4. Contenido del derecho a la libertad religiosa. Son exigencias del
principio de I. religiosa, que integran el contenido del derecho de inmunidad, y
que deben consagrarse adecuadamente en el ordenamiento civil:
a) Evitar discriminación entre los ciudadanos, de modo que, por motivos
religiosos, no sea lesionada, ni abierta ni ocultamente, su igualdad jurídica (Dign.
hum. 6).
b) Permitir «al hombre el libre ejercicio de la religión en la sociedad,
siempre que quede a salvo el justo orden público» (Dign. hum. 3).
c) Reconocer a las comunidades religiosas -que resultan exigidas por la
naturaleza social del hombre y de la religión- una serie de inmunidades o
derechos, siempre que no se violen las justas exigencias del orden público (Dign.
hum. 4).
- En cuanto a su constitución y régimen: inmunidad para regirse por sus
propias normas; para elegir, formar, nombrar y trasladar a sus ministros,
comunicarse con las demás autoridades y comunidades religiosas; para erigir
edificios religiosos y adquirir y usar de los bienes convenientes.
- En relación a sus miembros: inmunidad para ayudarles en el ejercicio de
la vida religiosa y sostenerles mediante la doctrina; así como para promover
instituciones en que ellos colaboren con el fin de ordenar la propia vida según
sus principios religiosos.

**Material:**
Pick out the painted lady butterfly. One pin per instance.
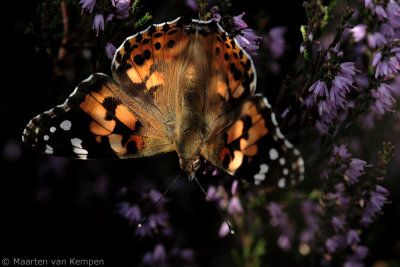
(183, 87)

**Qué se pide:** Reproduce sin cambios el tramo del texto sobre la libertad religiosa que va desde «c) Reconocer a» hasta «los bienes convenientes.», ambos incluidos.

**Solución detallada:**
c) Reconocer a las comunidades religiosas -que resultan exigidas por la
naturaleza social del hombre y de la religión- una serie de inmunidades o
derechos, siempre que no se violen las justas exigencias del orden público (Dign.
hum. 4).
- En cuanto a su constitución y régimen: inmunidad para regirse por sus
propias normas; para elegir, formar, nombrar y trasladar a sus ministros,
comunicarse con las demás autoridades y comunidades religiosas; para erigir
edificios religiosos y adquirir y usar de los bienes convenientes.